Protocol of the Session on December 13, 2000

(Zuruf von Möhrmann [SPD])

Ich möchte, weil Sie hier eben "Möcklinghoff" dazwischengerufen haben, jetzt etwas zu dem ersten Vorgang sagen. Ich habe an das Jahr 1978 noch Erinnerungen.

(Zurufe von der SPD)

- Ja, aber nur vage Erinnerungen. Insofern bin ich in der Beurteilung auch ein bisschen freier - deshalb ist auch Uwe Schünemann etwas freier in der Beurteilung dieser Frage - und kann ich sagen: Hinter die Frage, ob wir das damals gemacht hätten, setzen wir ein großes Fragezeichen. Hinter die Aussage, dass wir es heute nicht machen würden, setzen wir jedoch ein großes Ausrufezeichen.

Vorliegende Zeilen:
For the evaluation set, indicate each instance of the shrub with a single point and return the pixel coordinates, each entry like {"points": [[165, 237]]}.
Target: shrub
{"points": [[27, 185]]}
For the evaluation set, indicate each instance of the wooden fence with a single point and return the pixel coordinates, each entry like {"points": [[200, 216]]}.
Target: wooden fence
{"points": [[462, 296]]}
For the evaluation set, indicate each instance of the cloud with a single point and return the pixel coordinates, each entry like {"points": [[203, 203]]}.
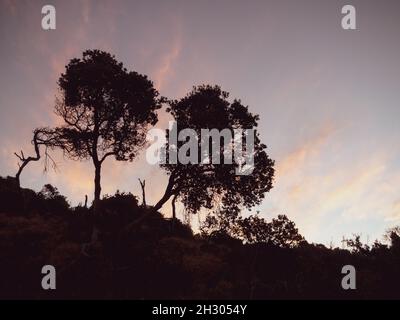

Aufgaben:
(a) An welches Jahr bestehen laut dem Sitzungsprotokoll noch Erinnerungen?
(b) Gib aus dem Sitzungsprotokoll den Abschnitt von „(Zuruf von Möhrmann“ bis einschließlich „ein großes Ausrufezeichen.“ wortgetreu wieder.
(c) Setze das Sitzungsprotokoll vom 13. Dezember 2000 im Anschluss an seinen letzten Satz fort.

Antworten je Aufgabe:
(a) An das Jahr 1978.

(b)
(Zuruf von Möhrmann [SPD])

Ich möchte, weil Sie hier eben "Möcklinghoff" dazwischengerufen haben, jetzt etwas zu dem ersten Vorgang sagen. Ich habe an das Jahr 1978 noch Erinnerungen.

(Zurufe von der SPD)

- Ja, aber nur vage Erinnerungen. Insofern bin ich in der Beurteilung auch ein bisschen freier - deshalb ist auch Uwe Schünemann etwas freier in der Beurteilung dieser Frage - und kann ich sagen: Hinter die Frage, ob wir das damals gemacht hätten, setzen wir ein großes Fragezeichen. Hinter die Aussage, dass wir es heute nicht machen würden, setzen wir jedoch ein großes Ausrufezeichen.

(c)
(Beifall bei der CDU)

Schlicht unmöglich ist nun aber, meine Damen und Herren, dass man zu diesem Thema damals seitens der Sozialdemokratischen Partei Deutschlands wochenlang Kampagnen gefahren hat, dass man Stimmung gemacht hat, dass man hier Reden gehalten hat, jetzt aber sagt: Was schert uns das Geschwätz von gestern? - Herr Plaue stellt sich nun selbstgerecht hier hin und sagt: Das war damals Opposition. Damals hatten wir keine Verantwortung. Jetzt aber, da wir die Verantwortung haben, machen wir es, wie wir gerade lustig sind. - Das ist eine schlichte Sauerei, Herr Plaue.

(Beifall bei der CDU)

Wer sich so unmoralisch verhält zu den Ansprüchen, die er hier zu der Zeit, zu der er in der Opposition war, aufgezäumt hat, ihnen dann aber, wenn er sich in der Regierung befindet, nicht mehr gerecht wird, der disqualifiziert sich selbst. Das haben Sie hier am heutigen Tage getan.

(Beifall bei der CDU)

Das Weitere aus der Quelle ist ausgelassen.